= Directive =
Identify each line below that contains the string "path". Copy every such line in full.

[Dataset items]
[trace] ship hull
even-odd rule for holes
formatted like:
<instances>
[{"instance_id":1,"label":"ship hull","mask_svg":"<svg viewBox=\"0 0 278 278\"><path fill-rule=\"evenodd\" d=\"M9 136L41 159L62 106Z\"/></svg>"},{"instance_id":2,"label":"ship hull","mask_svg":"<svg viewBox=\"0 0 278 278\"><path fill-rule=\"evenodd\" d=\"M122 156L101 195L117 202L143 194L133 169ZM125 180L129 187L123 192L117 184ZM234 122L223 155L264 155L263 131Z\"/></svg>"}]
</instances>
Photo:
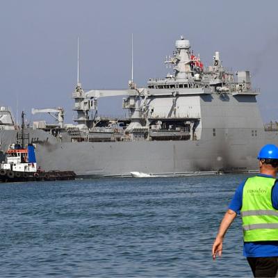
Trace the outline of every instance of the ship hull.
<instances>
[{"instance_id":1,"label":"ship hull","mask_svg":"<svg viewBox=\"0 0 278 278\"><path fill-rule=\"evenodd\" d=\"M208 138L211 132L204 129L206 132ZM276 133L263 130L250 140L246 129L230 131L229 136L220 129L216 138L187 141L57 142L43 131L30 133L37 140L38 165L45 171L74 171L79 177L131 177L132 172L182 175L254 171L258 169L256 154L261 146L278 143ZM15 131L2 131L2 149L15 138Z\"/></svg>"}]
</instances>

==

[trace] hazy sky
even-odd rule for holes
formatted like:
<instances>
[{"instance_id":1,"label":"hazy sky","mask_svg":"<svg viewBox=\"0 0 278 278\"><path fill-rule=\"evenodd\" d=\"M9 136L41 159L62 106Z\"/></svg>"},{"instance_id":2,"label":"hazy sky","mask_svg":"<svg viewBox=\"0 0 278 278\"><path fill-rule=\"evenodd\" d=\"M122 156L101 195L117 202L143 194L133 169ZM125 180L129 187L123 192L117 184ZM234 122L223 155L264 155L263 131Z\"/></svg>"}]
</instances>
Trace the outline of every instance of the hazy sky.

= Finished exercise =
[{"instance_id":1,"label":"ship hull","mask_svg":"<svg viewBox=\"0 0 278 278\"><path fill-rule=\"evenodd\" d=\"M9 136L41 159L62 106Z\"/></svg>"},{"instance_id":2,"label":"ship hull","mask_svg":"<svg viewBox=\"0 0 278 278\"><path fill-rule=\"evenodd\" d=\"M122 156L101 195L117 202L143 194L133 169ZM125 180L129 187L123 192L117 184ZM234 122L223 155L264 155L263 131Z\"/></svg>"}]
[{"instance_id":1,"label":"ship hull","mask_svg":"<svg viewBox=\"0 0 278 278\"><path fill-rule=\"evenodd\" d=\"M208 138L211 132L204 129L206 132ZM276 133L263 130L250 140L246 129L230 131L229 136L220 129L216 138L187 141L57 142L43 131L30 133L37 140L38 165L45 171L74 171L79 177L131 177L132 172L182 175L254 171L258 169L256 154L261 146L278 143ZM15 131L2 131L2 149L15 138Z\"/></svg>"}]
[{"instance_id":1,"label":"hazy sky","mask_svg":"<svg viewBox=\"0 0 278 278\"><path fill-rule=\"evenodd\" d=\"M9 136L41 159L62 106Z\"/></svg>"},{"instance_id":2,"label":"hazy sky","mask_svg":"<svg viewBox=\"0 0 278 278\"><path fill-rule=\"evenodd\" d=\"M122 156L101 195L117 202L143 194L133 169ZM125 180L129 187L123 192L117 184ZM234 122L223 155L264 155L263 131Z\"/></svg>"}]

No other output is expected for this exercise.